[Coordinate labeling data]
+++

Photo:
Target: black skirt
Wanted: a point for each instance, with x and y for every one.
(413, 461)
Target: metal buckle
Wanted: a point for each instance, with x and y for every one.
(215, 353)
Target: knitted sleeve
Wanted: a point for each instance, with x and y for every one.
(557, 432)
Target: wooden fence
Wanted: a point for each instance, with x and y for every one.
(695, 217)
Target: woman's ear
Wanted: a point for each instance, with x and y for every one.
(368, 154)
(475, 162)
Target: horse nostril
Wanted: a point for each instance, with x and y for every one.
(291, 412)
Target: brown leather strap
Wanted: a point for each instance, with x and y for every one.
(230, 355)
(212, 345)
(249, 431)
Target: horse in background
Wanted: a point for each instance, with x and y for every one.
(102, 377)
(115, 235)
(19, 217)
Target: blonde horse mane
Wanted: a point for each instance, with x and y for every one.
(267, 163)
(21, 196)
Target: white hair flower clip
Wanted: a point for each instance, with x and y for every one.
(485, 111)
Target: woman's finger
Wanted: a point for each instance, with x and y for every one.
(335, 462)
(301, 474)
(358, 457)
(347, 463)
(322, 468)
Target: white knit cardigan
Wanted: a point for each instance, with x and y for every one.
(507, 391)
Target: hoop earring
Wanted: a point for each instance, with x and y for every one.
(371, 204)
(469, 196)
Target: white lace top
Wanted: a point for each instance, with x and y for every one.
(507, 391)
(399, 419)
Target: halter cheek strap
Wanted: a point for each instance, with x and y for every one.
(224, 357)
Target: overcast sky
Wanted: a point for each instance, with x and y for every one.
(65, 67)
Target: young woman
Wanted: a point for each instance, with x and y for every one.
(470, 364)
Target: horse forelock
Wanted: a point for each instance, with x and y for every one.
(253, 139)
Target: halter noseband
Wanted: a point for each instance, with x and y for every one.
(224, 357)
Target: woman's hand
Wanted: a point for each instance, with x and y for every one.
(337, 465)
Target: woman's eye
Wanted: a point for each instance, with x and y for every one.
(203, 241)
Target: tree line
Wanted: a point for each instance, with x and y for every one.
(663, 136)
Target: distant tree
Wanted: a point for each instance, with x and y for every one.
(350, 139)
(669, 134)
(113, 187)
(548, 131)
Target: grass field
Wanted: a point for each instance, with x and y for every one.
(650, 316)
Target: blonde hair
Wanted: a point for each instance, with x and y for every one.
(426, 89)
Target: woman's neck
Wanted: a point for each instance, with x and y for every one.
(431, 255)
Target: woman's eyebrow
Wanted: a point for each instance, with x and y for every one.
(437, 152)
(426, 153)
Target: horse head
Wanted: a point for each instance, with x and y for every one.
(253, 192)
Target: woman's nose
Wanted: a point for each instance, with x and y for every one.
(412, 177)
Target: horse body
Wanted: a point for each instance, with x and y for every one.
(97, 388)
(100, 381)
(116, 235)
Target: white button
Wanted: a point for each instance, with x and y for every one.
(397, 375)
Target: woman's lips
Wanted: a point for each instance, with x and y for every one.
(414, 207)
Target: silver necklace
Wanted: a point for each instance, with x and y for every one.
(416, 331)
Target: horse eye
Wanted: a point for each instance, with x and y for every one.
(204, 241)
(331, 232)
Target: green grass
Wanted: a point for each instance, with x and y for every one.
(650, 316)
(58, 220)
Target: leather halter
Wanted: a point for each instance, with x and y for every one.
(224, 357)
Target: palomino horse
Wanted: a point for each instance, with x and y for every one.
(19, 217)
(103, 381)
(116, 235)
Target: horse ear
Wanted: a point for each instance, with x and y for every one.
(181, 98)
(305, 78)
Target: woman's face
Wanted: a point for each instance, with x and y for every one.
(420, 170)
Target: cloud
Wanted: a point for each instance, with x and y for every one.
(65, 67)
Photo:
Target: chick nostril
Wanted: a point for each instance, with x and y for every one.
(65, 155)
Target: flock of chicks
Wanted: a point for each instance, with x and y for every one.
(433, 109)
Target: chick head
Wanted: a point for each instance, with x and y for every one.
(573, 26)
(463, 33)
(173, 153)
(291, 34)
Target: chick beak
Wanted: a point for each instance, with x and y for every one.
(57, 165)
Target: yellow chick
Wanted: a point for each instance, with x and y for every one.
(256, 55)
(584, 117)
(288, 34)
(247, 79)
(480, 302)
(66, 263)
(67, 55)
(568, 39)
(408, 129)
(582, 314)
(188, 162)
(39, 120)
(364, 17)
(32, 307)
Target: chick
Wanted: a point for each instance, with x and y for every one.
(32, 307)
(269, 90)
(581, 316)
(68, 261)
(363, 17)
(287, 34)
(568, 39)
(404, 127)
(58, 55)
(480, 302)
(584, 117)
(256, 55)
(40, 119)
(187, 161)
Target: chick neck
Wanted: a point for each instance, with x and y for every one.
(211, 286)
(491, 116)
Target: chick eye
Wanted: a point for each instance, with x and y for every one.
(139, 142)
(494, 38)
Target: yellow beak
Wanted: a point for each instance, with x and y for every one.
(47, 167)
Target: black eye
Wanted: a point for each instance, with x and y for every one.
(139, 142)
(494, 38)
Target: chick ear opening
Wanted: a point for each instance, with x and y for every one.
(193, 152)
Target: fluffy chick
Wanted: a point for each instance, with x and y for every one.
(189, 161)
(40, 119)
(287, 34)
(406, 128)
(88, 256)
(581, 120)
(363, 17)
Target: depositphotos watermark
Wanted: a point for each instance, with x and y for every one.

+++

> [PROBLEM] Can you edit the lines above so that every "Wanted" becomes "Requested" and nothing else changes?

> [ANSWER TO THIS PROBLEM]
Photo:
Target: black skirt
Requested: a point for each instance, with x and y for every one.
(413, 461)
Target: metal buckle
Requested: a point for each instance, with x and y for every one.
(215, 353)
Target: knitted sleeve
Requested: a point for each instance, with x and y for every one.
(557, 432)
Target: wooden fence
Requested: a point for each instance, with x and y for every one.
(695, 217)
Target: woman's ear
Requested: a point for each instance, with x and y for every one.
(368, 154)
(475, 162)
Target: horse nostril
Requested: a point for each instance, with x and y for every one.
(291, 412)
Target: brown leather strap
Requested: a point for each instance, with x and y for every one.
(230, 355)
(212, 345)
(249, 431)
Target: horse in background
Requested: a point for each instance, with x and y for every one.
(102, 377)
(115, 235)
(19, 217)
Target: blonde horse mane
Requested: a point for each instance, with x and y for every one.
(267, 163)
(21, 196)
Target: white hair flower clip
Requested: a point for each instance, with x and y for every one.
(485, 111)
Target: woman's finger
Requested: a point for each instance, with x and y for every one.
(335, 462)
(301, 474)
(358, 457)
(347, 463)
(322, 468)
Target: white knit cardigan
Requested: a point for each instance, with x and y for every one.
(507, 391)
Target: hoop earring
Requested: a point for each instance, with x and y for every one.
(371, 204)
(469, 196)
Target: white lace top
Requested: a point for each instance, with x and y for every one.
(507, 391)
(399, 419)
Target: halter cheek strap
Requested: a point for each instance, with x and y for every one.
(224, 357)
Target: overcast sky
Requested: a point for each instance, with x and y for every one.
(65, 67)
Target: young woman
Requested: a point for each instance, with x and y for every one.
(470, 364)
Target: horse forelock
Requested: a point for each instance, with x and y for every one.
(253, 139)
Target: halter noseband
Requested: a point for each instance, with x and y for every one.
(224, 357)
Target: woman's hand
Requested: a point for each instance, with x and y for every one.
(337, 465)
Target: woman's eye
Requested: a point for each instance, with x and y for every one.
(203, 241)
Target: tree line
Requested: a point for each instance, with x and y for every one.
(663, 136)
Target: distant tree
Requested: a point for each instance, with x and y for every one.
(350, 139)
(669, 134)
(113, 187)
(548, 131)
Target: grass field
Requested: a point for each instance, with x and y for every one.
(650, 316)
Target: blonde hair
Requested: a point for each instance, with x and y for every one.
(426, 89)
Target: woman's neck
Requested: a point for each instance, with x and y for every one.
(431, 255)
Target: woman's eyebrow
Requested: a point for each instance, with x and y for every one.
(437, 152)
(426, 153)
Target: horse head
Requested: a point for each instance, with x and y for every one.
(253, 192)
Target: woman's nose
Requested: a point for each instance, with x and y for every one.
(412, 177)
Target: horse body
Requested: a point for each instance, with x and y for every one.
(97, 388)
(100, 381)
(116, 235)
Target: white button
Requested: a point for each instance, with x and y for every one.
(397, 375)
Target: woman's lips
Requested: a point for each instance, with x and y for every one.
(414, 207)
Target: silver necklace
Requested: a point for each instance, with x and y for every one.
(416, 331)
Target: horse eye
Requested: a point for each instance, with x and y for every one.
(204, 241)
(331, 232)
Target: green grass
Requested: a point for each instance, with x and y for every one.
(650, 316)
(58, 220)
Target: leather halter
Requested: a point for each instance, with x and y for every one.
(224, 357)
Target: palomino horse
Requested: a point for each instance, with x and y for every one.
(19, 217)
(103, 381)
(116, 235)
Target: horse ear
Requested: a point for each instance, with x and y for every one.
(181, 98)
(305, 78)
Target: woman's face
Requested: a point for each instance, with x and y for every one.
(420, 170)
Target: cloud
Requested: a point for each instance, with x and y for every one.
(65, 67)
Photo:
Target: chick nostril
Requested: a point for each instance, with x and y for every one.
(65, 155)
Target: flock of chicks
Requested: a point for each instance, with x and y for every one.
(433, 109)
Target: chick head
Requested: a point for each instance, with x and y for every one.
(573, 26)
(463, 33)
(173, 153)
(291, 34)
Target: chick beak
Requested: a point for each instance, with x and y for every one.
(57, 165)
Target: yellow chick
Requested: a point for each instance, with x and y for every one.
(256, 55)
(584, 117)
(288, 34)
(247, 79)
(480, 302)
(66, 263)
(67, 55)
(568, 39)
(408, 129)
(582, 314)
(188, 162)
(39, 120)
(364, 17)
(32, 307)
Target: chick
Requested: a point for each instance, with x and y for every one.
(32, 307)
(269, 90)
(581, 316)
(68, 261)
(363, 17)
(287, 34)
(568, 39)
(404, 127)
(58, 55)
(480, 302)
(584, 117)
(256, 55)
(40, 119)
(187, 161)
Target: chick neck
Requested: a point for each instance, with x and y for every one.
(211, 286)
(491, 116)
Target: chick eye
Requested: a point for each instance, with x and y for every one.
(139, 142)
(494, 38)
Target: yellow beak
Requested: a point for each instance, with x and y for every one.
(47, 167)
Target: black eye
Requested: a point for each instance, with x and y for every one.
(139, 142)
(494, 38)
Target: chick ear opening
Requested: a point for each instance, with x and y for every one.
(193, 152)
Target: fluffy chick
Requested: a point for each instance, with x and y for every one.
(189, 161)
(40, 119)
(287, 34)
(406, 128)
(88, 256)
(581, 120)
(363, 17)
Target: depositphotos watermark
Requested: a point for each instance, with x and y for every one.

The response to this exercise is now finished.